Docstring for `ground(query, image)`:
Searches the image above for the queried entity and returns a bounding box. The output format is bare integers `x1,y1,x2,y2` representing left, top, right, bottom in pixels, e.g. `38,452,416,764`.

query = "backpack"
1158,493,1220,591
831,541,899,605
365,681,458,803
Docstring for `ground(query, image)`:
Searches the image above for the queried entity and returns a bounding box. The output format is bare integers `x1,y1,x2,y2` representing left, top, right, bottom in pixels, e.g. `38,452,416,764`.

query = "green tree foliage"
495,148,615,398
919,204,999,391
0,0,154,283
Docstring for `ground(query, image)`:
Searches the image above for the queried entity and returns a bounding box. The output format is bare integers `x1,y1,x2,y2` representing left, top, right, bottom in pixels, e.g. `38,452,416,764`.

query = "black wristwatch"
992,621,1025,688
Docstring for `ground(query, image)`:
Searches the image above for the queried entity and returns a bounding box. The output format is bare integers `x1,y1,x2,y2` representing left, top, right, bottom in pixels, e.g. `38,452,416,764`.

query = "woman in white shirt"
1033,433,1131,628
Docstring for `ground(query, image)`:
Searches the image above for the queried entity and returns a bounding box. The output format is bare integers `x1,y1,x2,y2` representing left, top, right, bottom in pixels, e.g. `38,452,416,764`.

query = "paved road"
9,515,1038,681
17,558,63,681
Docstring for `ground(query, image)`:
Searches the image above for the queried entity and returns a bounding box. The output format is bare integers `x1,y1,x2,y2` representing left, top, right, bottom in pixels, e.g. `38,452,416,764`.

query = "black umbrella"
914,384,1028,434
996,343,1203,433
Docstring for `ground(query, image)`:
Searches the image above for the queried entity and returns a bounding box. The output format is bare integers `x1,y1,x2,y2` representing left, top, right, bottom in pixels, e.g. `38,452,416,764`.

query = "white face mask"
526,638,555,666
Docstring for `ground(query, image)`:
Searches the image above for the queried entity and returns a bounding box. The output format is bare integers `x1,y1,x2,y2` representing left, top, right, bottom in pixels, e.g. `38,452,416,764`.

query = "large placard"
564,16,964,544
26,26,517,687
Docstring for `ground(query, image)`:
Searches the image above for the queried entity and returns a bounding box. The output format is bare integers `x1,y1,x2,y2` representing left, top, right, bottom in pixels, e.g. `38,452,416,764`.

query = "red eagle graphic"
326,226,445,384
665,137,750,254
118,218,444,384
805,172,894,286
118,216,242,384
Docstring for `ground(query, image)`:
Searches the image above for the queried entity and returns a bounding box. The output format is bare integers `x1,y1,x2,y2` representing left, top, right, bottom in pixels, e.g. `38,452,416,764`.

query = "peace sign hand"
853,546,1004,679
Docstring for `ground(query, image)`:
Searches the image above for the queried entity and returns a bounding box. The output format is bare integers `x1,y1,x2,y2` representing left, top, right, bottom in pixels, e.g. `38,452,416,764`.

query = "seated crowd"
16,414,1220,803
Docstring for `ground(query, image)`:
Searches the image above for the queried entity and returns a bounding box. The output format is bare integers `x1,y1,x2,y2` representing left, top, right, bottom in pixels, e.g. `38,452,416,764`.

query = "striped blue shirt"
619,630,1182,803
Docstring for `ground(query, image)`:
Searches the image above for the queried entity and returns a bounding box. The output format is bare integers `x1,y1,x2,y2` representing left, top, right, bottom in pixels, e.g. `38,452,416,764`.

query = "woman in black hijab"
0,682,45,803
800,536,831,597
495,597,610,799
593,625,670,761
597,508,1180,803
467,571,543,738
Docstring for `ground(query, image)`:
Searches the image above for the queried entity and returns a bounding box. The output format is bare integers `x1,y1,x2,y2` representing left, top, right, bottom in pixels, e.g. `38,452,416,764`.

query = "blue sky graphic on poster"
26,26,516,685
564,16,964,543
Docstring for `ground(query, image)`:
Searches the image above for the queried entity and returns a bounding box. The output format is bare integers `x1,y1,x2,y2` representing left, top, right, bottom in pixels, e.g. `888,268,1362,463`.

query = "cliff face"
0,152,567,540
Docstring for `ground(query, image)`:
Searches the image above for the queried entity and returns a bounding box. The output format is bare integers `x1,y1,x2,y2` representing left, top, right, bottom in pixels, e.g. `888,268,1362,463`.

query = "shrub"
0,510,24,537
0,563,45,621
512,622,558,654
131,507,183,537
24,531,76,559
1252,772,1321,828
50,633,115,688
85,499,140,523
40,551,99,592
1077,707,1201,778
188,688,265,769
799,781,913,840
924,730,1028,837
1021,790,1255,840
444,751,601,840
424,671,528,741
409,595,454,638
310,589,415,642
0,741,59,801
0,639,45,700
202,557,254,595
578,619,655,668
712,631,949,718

______________________________

(Problem requirements)
Pick out every line of the records that contains the string "white", and treat uppercase and lowercase letters as different.

(Expected output)
query = "woman in white shirt"
query = "white face mask"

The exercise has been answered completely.